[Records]
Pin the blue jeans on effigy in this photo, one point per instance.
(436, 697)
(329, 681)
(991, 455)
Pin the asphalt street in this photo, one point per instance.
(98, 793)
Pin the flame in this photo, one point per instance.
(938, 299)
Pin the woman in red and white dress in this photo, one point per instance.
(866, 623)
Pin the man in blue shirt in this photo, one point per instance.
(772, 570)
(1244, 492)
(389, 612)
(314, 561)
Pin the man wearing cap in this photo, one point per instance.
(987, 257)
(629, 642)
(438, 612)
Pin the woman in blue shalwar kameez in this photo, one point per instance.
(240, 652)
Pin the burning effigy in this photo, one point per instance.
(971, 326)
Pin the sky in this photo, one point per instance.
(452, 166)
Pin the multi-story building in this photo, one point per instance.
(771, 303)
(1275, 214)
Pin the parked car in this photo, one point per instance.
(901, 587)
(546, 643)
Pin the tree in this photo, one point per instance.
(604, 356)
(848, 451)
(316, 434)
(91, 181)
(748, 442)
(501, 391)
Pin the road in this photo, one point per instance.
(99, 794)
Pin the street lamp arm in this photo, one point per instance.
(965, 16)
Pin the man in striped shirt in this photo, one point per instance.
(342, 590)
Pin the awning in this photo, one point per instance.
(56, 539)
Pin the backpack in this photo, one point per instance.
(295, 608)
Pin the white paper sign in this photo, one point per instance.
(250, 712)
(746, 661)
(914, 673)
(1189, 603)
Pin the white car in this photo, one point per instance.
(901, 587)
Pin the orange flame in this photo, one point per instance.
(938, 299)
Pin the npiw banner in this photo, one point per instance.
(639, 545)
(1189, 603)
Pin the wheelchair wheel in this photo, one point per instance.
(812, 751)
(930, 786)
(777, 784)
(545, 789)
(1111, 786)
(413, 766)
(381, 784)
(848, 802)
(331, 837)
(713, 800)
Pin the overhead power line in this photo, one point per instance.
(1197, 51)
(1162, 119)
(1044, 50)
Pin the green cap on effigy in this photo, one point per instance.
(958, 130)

**SHORT EXERCISE**: Format all the entries above as a numbered list, with blank lines left out.

**EXERCISE OUTPUT**:
1. Pin the blue jeans on effigy in this photo, one point per instance.
2. (436, 697)
3. (329, 681)
4. (991, 455)
5. Pin the asphalt street in this photo, one point per instance.
6. (98, 793)
7. Pin the flame in this photo, one point per instance.
8. (938, 299)
9. Pin the woman in red and white dress in this photo, one point per instance.
10. (866, 623)
11. Pin the man in blue shirt in this photo, one point per instance.
12. (772, 570)
13. (1244, 492)
14. (389, 612)
15. (314, 561)
16. Pin the man wearing cap in this photo, one point per instance.
17. (987, 257)
18. (629, 642)
19. (438, 612)
20. Pin the woman in blue shalwar kameez in this photo, one point per instance.
21. (240, 652)
22. Pin the burning effigy in this photo, one point per instance.
23. (971, 326)
24. Pin the sky in this photo, one point per instance.
25. (452, 166)
26. Pin the multi-story building in this photo, one point per instance.
27. (771, 303)
28. (1275, 214)
29. Pin the parked car in this photo, one point per instance.
30. (901, 587)
31. (546, 643)
32. Pin the tree in this photo, one point per instance.
33. (604, 356)
34. (848, 451)
35. (316, 434)
36. (91, 181)
37. (748, 442)
38. (501, 391)
39. Pin the road in this photo, one point per instance.
40. (99, 794)
41. Pin the street lamp arm in this photo, one point per instance.
42. (965, 16)
43. Pin the man in striped shirt in this photo, one point per instance.
44. (342, 590)
45. Pin the awning in this photo, one point per instance.
46. (56, 539)
47. Pin the backpack in this photo, one point per instance.
48. (295, 608)
49. Pin the white paper sign in this photo, one point per instance.
50. (250, 712)
51. (746, 661)
52. (914, 673)
53. (1189, 603)
54. Pin the white car in this photo, one point per instance.
55. (901, 587)
56. Pin the orange flame in this photo, one point per instance.
57. (938, 299)
58. Pin the npiw banner in this photo, one point per instance.
59. (639, 545)
60. (1189, 603)
61. Pin the wheelchair wheel in this photo, one point per instance.
62. (812, 751)
63. (930, 786)
64. (777, 784)
65. (545, 789)
66. (1111, 786)
67. (413, 766)
68. (381, 784)
69. (848, 802)
70. (331, 837)
71. (713, 800)
72. Pin the overhead power line in this photo, one point per instance.
73. (1197, 51)
74. (1162, 119)
75. (1044, 50)
76. Pin the green cap on effigy in this photo, one point per instance.
77. (958, 130)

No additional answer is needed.